Saved data entries

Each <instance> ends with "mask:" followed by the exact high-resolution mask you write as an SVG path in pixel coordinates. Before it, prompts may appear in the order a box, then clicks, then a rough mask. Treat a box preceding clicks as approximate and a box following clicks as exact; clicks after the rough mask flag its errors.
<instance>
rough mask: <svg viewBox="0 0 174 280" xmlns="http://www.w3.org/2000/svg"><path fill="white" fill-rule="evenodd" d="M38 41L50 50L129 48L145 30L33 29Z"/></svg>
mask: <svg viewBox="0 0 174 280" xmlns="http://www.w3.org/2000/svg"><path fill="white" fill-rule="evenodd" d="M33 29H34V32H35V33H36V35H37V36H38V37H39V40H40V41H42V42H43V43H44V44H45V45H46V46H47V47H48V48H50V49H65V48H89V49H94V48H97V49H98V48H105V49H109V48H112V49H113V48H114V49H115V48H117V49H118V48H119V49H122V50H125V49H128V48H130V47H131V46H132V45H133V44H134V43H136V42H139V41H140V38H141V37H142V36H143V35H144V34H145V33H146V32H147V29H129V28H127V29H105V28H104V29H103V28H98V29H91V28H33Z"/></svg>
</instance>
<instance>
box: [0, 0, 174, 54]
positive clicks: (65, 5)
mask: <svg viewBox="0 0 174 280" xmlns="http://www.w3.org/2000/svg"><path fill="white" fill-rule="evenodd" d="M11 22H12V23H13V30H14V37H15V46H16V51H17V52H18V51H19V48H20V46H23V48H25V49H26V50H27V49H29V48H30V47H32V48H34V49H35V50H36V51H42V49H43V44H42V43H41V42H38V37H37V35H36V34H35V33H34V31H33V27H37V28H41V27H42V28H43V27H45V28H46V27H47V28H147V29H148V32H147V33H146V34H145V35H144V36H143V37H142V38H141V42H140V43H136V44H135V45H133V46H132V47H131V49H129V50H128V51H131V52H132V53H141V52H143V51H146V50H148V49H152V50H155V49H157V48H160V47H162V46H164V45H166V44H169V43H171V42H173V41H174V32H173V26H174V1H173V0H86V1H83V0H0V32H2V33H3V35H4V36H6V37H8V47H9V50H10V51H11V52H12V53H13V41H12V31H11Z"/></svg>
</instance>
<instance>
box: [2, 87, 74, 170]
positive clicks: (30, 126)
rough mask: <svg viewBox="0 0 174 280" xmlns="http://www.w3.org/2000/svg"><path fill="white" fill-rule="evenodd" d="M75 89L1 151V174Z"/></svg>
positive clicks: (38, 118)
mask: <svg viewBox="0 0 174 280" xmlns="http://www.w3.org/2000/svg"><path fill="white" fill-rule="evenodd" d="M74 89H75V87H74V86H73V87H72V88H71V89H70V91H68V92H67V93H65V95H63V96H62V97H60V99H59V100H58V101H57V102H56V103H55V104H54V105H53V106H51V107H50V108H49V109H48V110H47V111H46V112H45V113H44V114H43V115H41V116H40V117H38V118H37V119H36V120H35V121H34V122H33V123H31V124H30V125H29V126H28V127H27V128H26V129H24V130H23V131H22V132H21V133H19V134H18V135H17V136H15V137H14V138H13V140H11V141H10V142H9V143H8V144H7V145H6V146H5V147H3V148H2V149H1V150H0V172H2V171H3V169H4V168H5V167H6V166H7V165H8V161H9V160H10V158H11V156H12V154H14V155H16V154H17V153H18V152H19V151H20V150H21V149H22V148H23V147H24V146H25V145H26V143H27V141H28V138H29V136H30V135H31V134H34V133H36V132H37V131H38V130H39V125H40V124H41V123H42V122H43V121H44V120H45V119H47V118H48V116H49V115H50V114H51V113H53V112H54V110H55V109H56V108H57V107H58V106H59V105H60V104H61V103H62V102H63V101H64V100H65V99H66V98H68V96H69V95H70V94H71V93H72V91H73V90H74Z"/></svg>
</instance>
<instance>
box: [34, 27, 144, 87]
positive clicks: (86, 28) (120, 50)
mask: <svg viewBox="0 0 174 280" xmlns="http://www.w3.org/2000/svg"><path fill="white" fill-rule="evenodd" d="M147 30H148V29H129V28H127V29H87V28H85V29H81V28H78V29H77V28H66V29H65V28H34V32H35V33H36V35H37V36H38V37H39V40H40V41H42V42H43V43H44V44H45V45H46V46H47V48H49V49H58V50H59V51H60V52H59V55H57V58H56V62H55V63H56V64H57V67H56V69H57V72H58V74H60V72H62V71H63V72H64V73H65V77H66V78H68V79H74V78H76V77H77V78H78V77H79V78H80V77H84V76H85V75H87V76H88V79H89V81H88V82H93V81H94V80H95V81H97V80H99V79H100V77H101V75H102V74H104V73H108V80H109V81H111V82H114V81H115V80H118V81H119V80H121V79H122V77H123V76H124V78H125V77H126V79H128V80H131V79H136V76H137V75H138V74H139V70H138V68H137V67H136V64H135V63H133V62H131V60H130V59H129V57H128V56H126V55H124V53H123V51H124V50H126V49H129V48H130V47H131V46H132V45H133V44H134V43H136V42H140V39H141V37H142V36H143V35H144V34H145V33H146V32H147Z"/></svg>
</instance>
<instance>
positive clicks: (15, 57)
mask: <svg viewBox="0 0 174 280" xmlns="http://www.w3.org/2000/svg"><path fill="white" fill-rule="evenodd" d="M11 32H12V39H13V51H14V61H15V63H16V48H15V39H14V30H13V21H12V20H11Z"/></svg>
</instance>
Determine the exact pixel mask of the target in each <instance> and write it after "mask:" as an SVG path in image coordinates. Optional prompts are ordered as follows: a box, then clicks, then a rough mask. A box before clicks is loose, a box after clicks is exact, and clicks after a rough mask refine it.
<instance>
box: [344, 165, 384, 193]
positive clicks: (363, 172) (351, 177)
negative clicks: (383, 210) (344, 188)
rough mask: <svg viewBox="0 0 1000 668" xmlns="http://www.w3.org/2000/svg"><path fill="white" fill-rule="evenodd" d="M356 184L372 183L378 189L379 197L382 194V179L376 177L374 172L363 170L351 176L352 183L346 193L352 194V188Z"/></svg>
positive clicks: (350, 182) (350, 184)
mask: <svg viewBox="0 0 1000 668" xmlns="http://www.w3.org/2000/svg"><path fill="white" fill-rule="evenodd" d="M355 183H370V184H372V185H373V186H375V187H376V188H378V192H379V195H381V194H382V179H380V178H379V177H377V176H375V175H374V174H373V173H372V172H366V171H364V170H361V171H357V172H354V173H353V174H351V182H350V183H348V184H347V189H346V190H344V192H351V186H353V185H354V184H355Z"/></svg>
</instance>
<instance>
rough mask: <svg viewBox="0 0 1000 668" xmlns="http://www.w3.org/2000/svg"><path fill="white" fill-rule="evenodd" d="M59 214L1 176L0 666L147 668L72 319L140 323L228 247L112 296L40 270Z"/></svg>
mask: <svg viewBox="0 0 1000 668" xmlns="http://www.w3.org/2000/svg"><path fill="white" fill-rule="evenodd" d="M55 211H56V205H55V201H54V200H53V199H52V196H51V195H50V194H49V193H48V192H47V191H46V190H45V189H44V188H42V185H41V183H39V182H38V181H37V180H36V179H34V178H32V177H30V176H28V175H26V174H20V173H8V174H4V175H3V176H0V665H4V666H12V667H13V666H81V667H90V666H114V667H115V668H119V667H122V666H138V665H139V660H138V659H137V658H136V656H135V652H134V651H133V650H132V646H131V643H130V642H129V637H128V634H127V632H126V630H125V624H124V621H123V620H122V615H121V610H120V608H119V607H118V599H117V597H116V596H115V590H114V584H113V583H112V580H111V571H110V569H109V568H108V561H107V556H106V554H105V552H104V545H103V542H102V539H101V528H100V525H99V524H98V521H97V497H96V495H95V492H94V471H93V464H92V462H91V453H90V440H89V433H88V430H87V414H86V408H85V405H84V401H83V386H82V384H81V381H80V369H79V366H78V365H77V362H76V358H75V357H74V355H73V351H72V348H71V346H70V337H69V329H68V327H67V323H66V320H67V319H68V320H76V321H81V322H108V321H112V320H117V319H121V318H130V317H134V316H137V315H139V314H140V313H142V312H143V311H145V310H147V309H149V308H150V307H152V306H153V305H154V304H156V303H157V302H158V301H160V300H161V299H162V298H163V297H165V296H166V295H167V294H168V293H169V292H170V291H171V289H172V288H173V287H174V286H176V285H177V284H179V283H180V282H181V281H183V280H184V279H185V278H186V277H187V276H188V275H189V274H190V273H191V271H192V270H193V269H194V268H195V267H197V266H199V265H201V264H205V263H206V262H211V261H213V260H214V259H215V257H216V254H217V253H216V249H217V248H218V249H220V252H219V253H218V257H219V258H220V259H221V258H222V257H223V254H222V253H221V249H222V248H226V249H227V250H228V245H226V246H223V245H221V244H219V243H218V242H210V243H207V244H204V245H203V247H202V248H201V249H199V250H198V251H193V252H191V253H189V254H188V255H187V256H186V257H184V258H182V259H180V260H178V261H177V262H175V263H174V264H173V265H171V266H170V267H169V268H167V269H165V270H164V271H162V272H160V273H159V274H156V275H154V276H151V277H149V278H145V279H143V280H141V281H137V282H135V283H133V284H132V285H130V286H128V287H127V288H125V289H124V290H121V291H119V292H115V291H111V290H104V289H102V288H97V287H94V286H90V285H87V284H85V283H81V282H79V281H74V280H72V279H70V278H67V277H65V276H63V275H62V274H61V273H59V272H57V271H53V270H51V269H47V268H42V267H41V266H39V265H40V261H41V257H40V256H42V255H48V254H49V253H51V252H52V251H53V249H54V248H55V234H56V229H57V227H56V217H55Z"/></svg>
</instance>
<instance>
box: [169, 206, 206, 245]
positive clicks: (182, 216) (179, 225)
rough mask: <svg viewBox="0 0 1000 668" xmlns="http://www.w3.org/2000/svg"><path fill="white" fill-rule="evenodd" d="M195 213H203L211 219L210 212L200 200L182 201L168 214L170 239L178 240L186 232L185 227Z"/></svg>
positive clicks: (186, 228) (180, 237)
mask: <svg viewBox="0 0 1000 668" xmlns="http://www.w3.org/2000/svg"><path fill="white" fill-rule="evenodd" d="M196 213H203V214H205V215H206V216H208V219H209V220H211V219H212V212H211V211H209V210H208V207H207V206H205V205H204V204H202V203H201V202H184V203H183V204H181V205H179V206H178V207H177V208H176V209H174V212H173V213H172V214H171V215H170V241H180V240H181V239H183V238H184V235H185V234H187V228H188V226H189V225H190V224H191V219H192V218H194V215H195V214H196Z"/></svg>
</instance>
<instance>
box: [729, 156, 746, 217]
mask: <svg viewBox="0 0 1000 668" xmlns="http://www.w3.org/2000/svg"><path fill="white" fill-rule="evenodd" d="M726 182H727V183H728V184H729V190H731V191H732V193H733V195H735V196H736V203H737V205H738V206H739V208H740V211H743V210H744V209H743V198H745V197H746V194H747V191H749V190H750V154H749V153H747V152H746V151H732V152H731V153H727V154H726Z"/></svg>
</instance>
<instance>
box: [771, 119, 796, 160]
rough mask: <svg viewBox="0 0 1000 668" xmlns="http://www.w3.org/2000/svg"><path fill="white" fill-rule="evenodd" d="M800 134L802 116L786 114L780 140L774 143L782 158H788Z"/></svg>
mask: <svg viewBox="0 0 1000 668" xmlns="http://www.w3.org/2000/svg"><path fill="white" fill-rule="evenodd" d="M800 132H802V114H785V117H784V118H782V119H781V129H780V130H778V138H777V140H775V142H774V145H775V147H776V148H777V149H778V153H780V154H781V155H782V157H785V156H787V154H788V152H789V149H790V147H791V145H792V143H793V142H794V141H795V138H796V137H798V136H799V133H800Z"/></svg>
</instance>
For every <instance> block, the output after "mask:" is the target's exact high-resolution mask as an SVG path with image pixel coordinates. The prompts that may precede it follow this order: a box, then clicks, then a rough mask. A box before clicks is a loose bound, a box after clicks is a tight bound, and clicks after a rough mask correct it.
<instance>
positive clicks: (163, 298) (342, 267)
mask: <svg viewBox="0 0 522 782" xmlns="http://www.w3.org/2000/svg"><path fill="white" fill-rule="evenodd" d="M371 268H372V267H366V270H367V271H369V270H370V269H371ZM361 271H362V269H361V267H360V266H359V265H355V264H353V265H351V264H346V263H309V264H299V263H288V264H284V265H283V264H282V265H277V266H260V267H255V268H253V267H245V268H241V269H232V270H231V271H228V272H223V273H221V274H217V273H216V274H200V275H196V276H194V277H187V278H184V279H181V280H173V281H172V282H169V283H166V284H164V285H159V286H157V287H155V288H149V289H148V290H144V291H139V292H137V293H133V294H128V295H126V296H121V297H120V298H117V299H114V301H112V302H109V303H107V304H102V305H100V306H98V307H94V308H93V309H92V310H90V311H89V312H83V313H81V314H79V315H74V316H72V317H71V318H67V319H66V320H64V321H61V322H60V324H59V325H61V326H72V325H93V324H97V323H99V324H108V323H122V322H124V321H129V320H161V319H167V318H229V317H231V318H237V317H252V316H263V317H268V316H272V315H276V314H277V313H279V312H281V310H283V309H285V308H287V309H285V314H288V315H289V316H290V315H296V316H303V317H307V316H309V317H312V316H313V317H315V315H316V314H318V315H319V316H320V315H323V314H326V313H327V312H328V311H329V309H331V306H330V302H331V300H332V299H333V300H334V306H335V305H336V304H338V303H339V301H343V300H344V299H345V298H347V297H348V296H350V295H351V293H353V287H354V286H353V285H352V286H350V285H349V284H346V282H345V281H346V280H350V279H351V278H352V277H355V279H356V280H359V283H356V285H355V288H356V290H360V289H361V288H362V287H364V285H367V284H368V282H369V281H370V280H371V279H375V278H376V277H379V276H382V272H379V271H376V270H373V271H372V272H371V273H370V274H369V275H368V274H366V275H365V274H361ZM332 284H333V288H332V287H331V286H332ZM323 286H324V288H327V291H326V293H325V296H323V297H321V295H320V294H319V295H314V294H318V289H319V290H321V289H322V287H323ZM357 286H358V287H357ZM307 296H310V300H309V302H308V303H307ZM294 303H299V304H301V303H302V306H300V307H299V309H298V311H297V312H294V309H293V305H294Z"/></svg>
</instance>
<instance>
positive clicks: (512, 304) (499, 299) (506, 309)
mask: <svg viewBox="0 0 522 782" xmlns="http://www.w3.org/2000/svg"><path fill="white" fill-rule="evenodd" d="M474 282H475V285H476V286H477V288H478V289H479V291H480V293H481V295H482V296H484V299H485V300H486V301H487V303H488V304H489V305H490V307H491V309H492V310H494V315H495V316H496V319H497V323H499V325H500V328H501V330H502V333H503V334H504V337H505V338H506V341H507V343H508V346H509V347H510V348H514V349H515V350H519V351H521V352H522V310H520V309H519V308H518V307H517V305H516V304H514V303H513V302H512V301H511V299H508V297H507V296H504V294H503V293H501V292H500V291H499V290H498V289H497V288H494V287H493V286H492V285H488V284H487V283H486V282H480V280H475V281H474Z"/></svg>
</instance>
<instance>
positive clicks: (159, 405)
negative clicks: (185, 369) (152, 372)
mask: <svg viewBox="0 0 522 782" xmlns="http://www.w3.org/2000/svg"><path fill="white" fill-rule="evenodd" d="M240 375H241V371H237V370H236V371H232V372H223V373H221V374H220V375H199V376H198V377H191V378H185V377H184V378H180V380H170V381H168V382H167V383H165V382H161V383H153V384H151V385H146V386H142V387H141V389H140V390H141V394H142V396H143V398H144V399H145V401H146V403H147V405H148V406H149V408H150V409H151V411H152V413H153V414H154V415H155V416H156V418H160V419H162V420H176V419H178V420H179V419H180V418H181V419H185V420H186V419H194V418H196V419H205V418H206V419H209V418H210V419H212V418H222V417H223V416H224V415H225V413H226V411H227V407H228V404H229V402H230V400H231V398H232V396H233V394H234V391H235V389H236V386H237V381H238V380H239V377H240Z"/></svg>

Goal of the exercise
Which lines above hold the string "write"? Please copy all of them.

Expected output
Each <instance> ends with "mask:" followed by the exact high-resolution mask you write as an SVG path in pixel coordinates. Before it, prompts may appear in the order a box, then clicks, then a rough mask. Treat a box preceding clicks as approximate and a box following clicks as exact; clicks after the rough mask flag its errors.
Determine the exact pixel mask of the target in each <instance> and write it after "mask:" as an SVG path in image coordinates. Optional prompts are ordered as follows: a box, then clicks, then a rough mask. A box before clicks is loose, a box after clicks is exact, and clicks after a rough mask refine it.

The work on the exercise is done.